EXTRACT >>
• • •
How about, say, \(\Box p \to \Box \Box p\)? If something is necessary, is it necessarily necessary? Our semantics says yes. Let \(w\) be an arbitrary world in an arbitrary model. If \(\Box p\) is false at \(w\), then \(\Box p \to \Box \Box p\) is true at \(w\), by clause (e) of definition 2.2. Suppose then that \(\Box p\) is true at \(w\). In that case, \(p\) is true at all worlds, by clause (g) of definition 2.2. And then \(\Box p\) is true at all worlds, again by clause (g). And so \(\Box \Box p\) is also true at all worlds, by clause (g). So whenever \(\Box p\) is true at a world in a model, then so is \(\Box \Box p\). By clause (e) of definition 2.2, it follows that \(\Box p \to \Box \Box p\) is true at every world in every model.

Exercise 2.5

Show that \(\Box p \to \Diamond p\) is valid.

There is a shorter way to show that \(\Box p \to \Box \Box p\) is valid. Definition 2.2 entails that if a sentence starts with a modal operator, then its truth-value never varies from world to world. For example, if \(\Diamond p\) is true at some world \(w\) in some model, then \(\Diamond p\) is true at all worlds in the model. It follows that if a sentence starts with a modal operator, then its truth-value doesn’t change if you stack further modal operators in front. If \(\Diamond p\) is true at a world in a model, then so are \(\Box \Diamond p\) and \(\Diamond \Diamond p\).

This means that any sentence that begins with a sequence of modal operators is equivalent to the same sentence with all but the last operator removed. \(\Diamond \Box \Box \Diamond \Diamond p\) is equivalent to \(\Diamond p\). \(\Box \Box p\) is equivalent to \(\Box p\). Since replacing logically equivalent sentences inside a larger sentence never affects the larger sentence’s truth-value at any world, \(\Box \Box p \to \Box p\) is equivalent to \(\Box p \to \Box p\). And this is obviously valid.
• • •
STATED EXERCISE 1 >> Pick out every line of the listing that contains the string "instance", matching case exactly.
STATED EXERCISE 2 >> Take the modal logic passage further, starting after its final sentence.
The modal logic passage and the listing come from unrelated sources.
• • •
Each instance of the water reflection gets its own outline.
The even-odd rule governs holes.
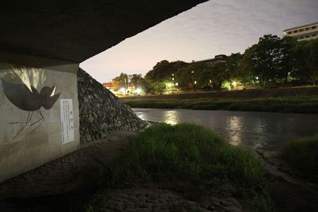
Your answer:
[[[163,119],[165,123],[172,125],[177,124],[179,122],[178,114],[176,110],[165,110],[163,112]]]
[[[233,145],[277,149],[297,137],[318,134],[318,115],[224,110],[134,108],[142,119],[204,125]]]
[[[230,136],[229,143],[238,146],[242,142],[242,129],[243,122],[241,117],[229,117],[227,119],[228,129]]]

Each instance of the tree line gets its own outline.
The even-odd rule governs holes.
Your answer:
[[[158,62],[144,78],[122,73],[112,80],[114,90],[122,86],[141,88],[145,93],[160,93],[172,89],[220,90],[259,85],[315,85],[318,81],[318,40],[297,41],[265,35],[244,54],[232,54],[225,62],[178,61]]]

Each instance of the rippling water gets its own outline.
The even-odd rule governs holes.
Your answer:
• • •
EXERCISE RESPONSE 1 >>
Each instance of the water reflection gets its own outline.
Each instance of the tree line gets its own outline.
Each instance of the rippling water gets its own outline.

EXERCISE RESPONSE 2 >>
Do not conflate the concepts of necessity and validity. Necessity means truth at all worlds (or so we currently assume). Validity means truth at all worlds in all models. Whether an \(\mathfrak {L}_M\)-sentence is necessary generally varies from model to model. In a model whose interpretation function makes \(p\) true at all worlds, \(p\) is necessary insofar as \(\Box p\) is true at all worlds. In a model whose interpretation function makes \(p\) false at some world, \(\Box p\) is false at all worlds. Validity, by contrast, is not relative to a model. The sentence \(p\) is definitely not valid. The sentence \(\Box p \to p\) is.

Exercise 2.6

Show that if a sentence \(A\) is valid, then so is \(\Box A\).

Here is an example of an invalid sentence: \[ \Box (p \lor q) \to (\Box p \lor \Box q) \] How could we show that this is invalid? By definition 2.3, a sentence is valid iff it is true at all worlds in all models. So we have to find some model in which there is some world at which the sentence is false. Such a model is called a countermodel for the sentence. The following model is a countermodel for the sentence above, as you should verify with the help of definition 2.2. \begin {flalign*} \quad & W = \{ w,v \} &\\ \quad & V(p) = \{ w \} &\\ \quad & V(q) = \{ v \} & \end {flalign*}

I haven’t explained at which worlds sentence letters other than \(p\) and \(q\) are true, because it doesn’t matter.

Exercise 2.7

Show that \(p \to \Box p\) is invalid (and thus \(p \not \models \Box p\)), by giving a countermodel. Explain why this doesn’t contradict the previous exercise.

Exercise 2.8

Show that for any sentences \(A\), \(B\), if \(\models A \to B\), then also \(\models \Box A \to \Box B\).

Earlier in this section, I showed that \(\Box p \to p\) and \(\Box p \to \Box \Box p\) are valid. The arguments I gave easily generalise to other sentences in place of \(p\). So all instances of the following schemas are valid: \(\Box A \to A\) and \(\Box A \to \Box \Box A\).

You may remember these schemas as the schemas (T) and (4) from section 1.5. You may also remember that I defined the system S5 by stipulating that it contains all instances of the following schemas:

(Dual)
\(\neg \Diamond A \leftrightarrow \Box \neg A\)
(T)
\(\Box A \to A\)
(K)
\(\Box (A\to B) \to (\Box A \to \Box B)\)
(4)
\(\Box A \to \Box \Box A\)
(5)
\(\Diamond A \to \Box \Diamond A\)

You can check that all instances of these schemas are valid by the definitions of the present chapter.

I also specified two rules for S5. The first says that any truth-functional consequence of any sentences in S5 is itself in S5. The second says that whenever a sentence \(A\) is in S5, then so is \(\Box A\). As we will show chapter 4, these rules preserve validity (as defined in the previous section). Indeed, you will learn how to show that the sentences that are valid by our present definitions are precisely the sentences in S5.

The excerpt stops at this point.